● **Source passage**:
────────────────
Before the publication of Liberalism’s Religion, Cécile Laborde had already published extensively in the areas of liberalism and religion, state secularism, tolerance, and immigrant integration. She also worked on the broader topics of theories of law and the state, pluralism, syndicalism, and on contemporary theories of nationalism, multiculturalism, secularism and global justice. In her 2008 monograph Critical Republicanism. The Hijab Controversy in Political Philosophy, Laborde explored the tensions between the French philosophy of state laïcité and the reality of Muslim domination in France by meticulously analyzing the arguments and discourses surrounding France’s 2004 ban on religious signs in schools. The book develops a theory of critical republicanism that challenges official interpretations of laïcité but reinterprets and upholds certain core tenets of republicanism. ‘Liberalism’s Religion,’ Laborde states, ‘takes on a broader view of western political theory than Critical Republicanism’.In it, her own preferred theory of critical republicanism is presented as one of several reasonable traditions of thought, falling ‘within the broad umbrella of liberalism’. Laborde’s latest monograph thus presents a meta-perspective on topics that already figure prominently in her earlier work. This time she does not primarily focus on the gaps that exist between norms and practice but points out internal tensions within liberal political theory itself – tensions that can be brought to light by closely analyzing religion’s place within the liberal tradition.
At a recent event in Amsterdam, Anna Blijdenstein sat down to discuss some of these themes with Cécile Laborde.
Anna Blijdenstein: Before starting the ERC project on religion and secularism you had already written about the topic of religion, for example in Critical Republicanism. The Hijab Controversy and Political Philosophy (2008). What led you to pose the question ‘Is religion special’?
Cécile Laborde: I worked on religion before, and not only on the hijab controversy. I have also written about Islam in Senegal, religious exemptions, state laïcité, and immigrant integration. And I was just quite struck by the fact that the only concept people always took for granted was the concept of ‘religion’. It was always used as if it was quite clear what it was, a ‘thing’ that had to be dealt with or managed. This was particularly the case in the work of political philosophers. They – or maybe I should say we – employed an un-reflected-upon concept of religion that was also very limited. When pushed, we thought of religion as what John Rawls called ‘a conception of the good’. So we always worked with an analogy. Every time we said ‘conception of the good’, what we really had in mind was a religion, and every time we said ‘religion’ we had in mind something like a private conception of the good.
────────────────
● **Given material**:

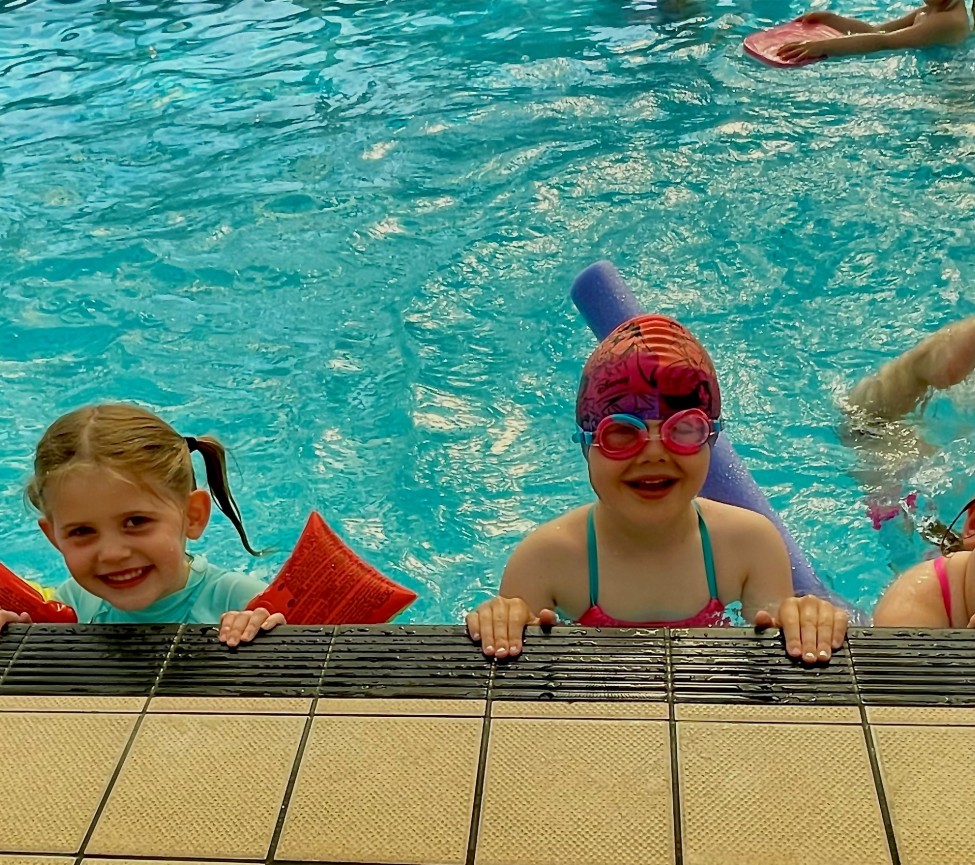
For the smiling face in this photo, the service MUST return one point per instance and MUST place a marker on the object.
(653, 368)
(653, 484)
(121, 541)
────────────────
● **What to work on**:
1) Translate this sentence from the Cécile Laborde interview into Spanish: "Laborde’s latest monograph thus presents a meta-perspective on topics that already figure prominently in her earlier work."
2) Carry on the Cécile Laborde interview on religion in political philosophy from the point where the text stops.

● **Replies**:
1) La última monografía de Laborde presenta así una metaperspectiva sobre temas que ya ocupan un lugar destacado en su obra anterior.

2)
We talked about the separation of state and religion;the free exercise of religion, freedom of religion, butthe term itself was never clearly defined. The more I thought about it, the more I wondered if all these concepts might not mean something different in different contexts. My starting point was that in the idea of the separation of state and religion,the notion of religion is quite a complex one, and is going to be different than in the context of questions of religious freedom. So that was the starting point of the project: to interrogate the concept of religion.
AB: You say that political philosophers, in particular, failed to reflect on religion. Did other, more reflexive disciplines influence your project?
CL: I found the lack of reflection particularly puzzling because other disciplines had worked on religion quite a lot. I wanted to bridge that gap. There are well-established British and American schools for the sociology of religion for example. Reading these mainstream sociologists has been very good simply to grasp the diversity of religious experiences and the richness of the vocabulary with which these authors describe a variety of religious experiences: from faith to ritual to collective identity. It was really about getting a sense of something a bit more complex than what political philosophers were working with.
And then there is a more critical school that I am also interested in: scholars, mainly influenced by Talal Asad and his followers, who take both a Foucauldian and post-colonialist approach to religion. This project is mostly critical of the categories of liberal modernity and state secularism. I am interested in both and wanted to see which criticisms political philosophy should take seriously and which were irrelevant to the work that we were doing. So I wanted to do that work: seeing if there was anything we should learn from traditional sociology of religion, history of religion, the comparative study of religion, and the critical, post-colonialist, Foucauldian views. I wanted to see how we should respond to them – by taking them seriously.
AB: You want to take these disciplines seriously but you also argue that not all critiques are relevant to the work political philosophers are doing. Could you explain this position a little further?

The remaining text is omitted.